EXERCISE 1 | In the Simon Doria article, reproduce everything from "It is more probable" down to "podestà of Albenga.", changing "ambassador" to "envoy".
EXERCISE 2 | Do these statements agree with the Simon Doria article? (a) Simon Doria wrote four tensos with Lanfranc Cigala. (b) Simon Doria's father was the troubadour Perceval Doria. (c) The Simon Doria recorded at Tunis was dead by 1275. Answer yes or no for each and quote the deciding words.
EXERCISE 3 | Why does the Simon Doria article find the Simon recorded at Tunis in 1253 hard to identify with the troubadour?

= Simon Doria =

Simon Doria (Simone, Symon; fl. 1250-1293) was a Genoese statesman and man of letters, of the important Doria family. As a troubadour he wrote six surviving tensos, four with Lanfranc Cigala, one incomplete with Jacme Grils, and another with a certain Alberto. He was the son of a Perceval Doria, but not the Perceval Doria who was also a troubadour and probably his cousin.

==Identification==
A Simon Doria is first recorded in 1253 at Tunis, carrying money and gold cloth. In 1254 and 1256, he is recorded as the husband of a Contessina, sister of Giacomino, of the house of the margraves of Gavi. In 1257, he accepted some money in mutuum. In 1267, he was absent from Genoa and represented there by a proxy. He was dead by 13 March 1275. Obviously a banker or merchant, this Simon is difficult to identify with the troubadour.

It is more probable that the troubadour was the Simon Doria who appears as an ambassador to Ceuta in a treaty of 6 September 1262. He was podestà of Savona in 1265-1266. He would then be one of many such podestà-troubadours of which the 13th century furnishes examples, many from Genoa. On 13 January 1265, this Simon was sent as an ambassador to Genoa to request Tommaso Malocello as the future podestà of Savona. In 1267, he was in Genoa again, and on 8 July he signed a document ratifying the peace between the Genoese and the Knights Templar under Thomas Berard. This Simon is last mentioned in 1293 when he was named podestà of Albenga.

SOURCE MATERIAL |
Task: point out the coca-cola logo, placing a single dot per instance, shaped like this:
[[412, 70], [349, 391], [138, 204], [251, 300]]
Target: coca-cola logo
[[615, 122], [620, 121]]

REPLY 1 |
It is more probable that the troubadour was the Simon Doria who appears as an envoy to Ceuta in a treaty of 6 September 1262. He was podestà of Savona in 1265-1266. He would then be one of many such podestà-troubadours of which the 13th century furnishes examples, many from Genoa. On 13 January 1265, this Simon was sent as an envoy to Genoa to request Tommaso Malocello as the future podestà of Savona. In 1267, he was in Genoa again, and on 8 July he signed a document ratifying the peace between the Genoese and the Knights Templar under Thomas Berard. This Simon is last mentioned in 1293 when he was named podestà of Albenga.

REPLY 2 |
(a) Yes: "four with Lanfranc Cigala"
(b) No: "He was the son of a Perceval Doria, but not the Perceval Doria who was also a troubadour"
(c) Yes: "He was dead by 13 March 1275."

REPLY 3 | The records show that this Simon was obviously a banker or merchant. For that reason he is difficult to identify with the troubadour.